◆ **Exercise details**
Retype the data below word for word, everything from the line containing "Screenshot QA — Where is the dark" down to the line containing "[[0, 83, 141, 289]]", with both of those lines included.

◆ **Supplied records**
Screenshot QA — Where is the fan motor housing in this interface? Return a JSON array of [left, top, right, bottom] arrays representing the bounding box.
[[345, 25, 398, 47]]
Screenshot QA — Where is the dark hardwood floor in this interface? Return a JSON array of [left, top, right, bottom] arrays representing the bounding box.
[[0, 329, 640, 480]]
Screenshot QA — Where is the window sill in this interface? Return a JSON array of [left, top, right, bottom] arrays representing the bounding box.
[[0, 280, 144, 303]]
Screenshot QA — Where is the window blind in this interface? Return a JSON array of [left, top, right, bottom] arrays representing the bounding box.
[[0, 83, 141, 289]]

---

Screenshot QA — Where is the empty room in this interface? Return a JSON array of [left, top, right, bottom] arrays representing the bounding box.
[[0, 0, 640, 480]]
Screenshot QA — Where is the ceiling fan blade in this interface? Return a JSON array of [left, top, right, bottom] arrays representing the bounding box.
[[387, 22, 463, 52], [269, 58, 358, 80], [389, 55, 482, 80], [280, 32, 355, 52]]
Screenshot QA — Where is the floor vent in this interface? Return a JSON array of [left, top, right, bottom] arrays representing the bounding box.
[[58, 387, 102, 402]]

--

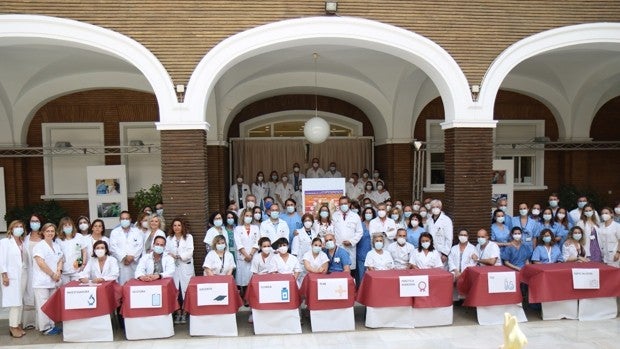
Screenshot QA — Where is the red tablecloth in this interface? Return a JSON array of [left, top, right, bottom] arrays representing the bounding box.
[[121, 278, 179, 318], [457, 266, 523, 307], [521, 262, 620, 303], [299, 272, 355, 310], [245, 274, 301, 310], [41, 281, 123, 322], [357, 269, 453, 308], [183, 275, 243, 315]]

◆ **Response to this task**
Screenshot QA — Where is the dark hardwood floor in this interface? Return a JSON array of [left, top, right, bottom] arrays representing the bounding box.
[[0, 329, 640, 480]]
Screenshot QA — Where is the window sill in this interface? Return a JSON array of [left, top, right, bottom] arrays representing the bounding box.
[[0, 280, 144, 303]]
Screenshot QA — Where is the window blind in this interface? Return a JSON array of [left, top, right, bottom] arrays representing the bounding box.
[[0, 83, 141, 289]]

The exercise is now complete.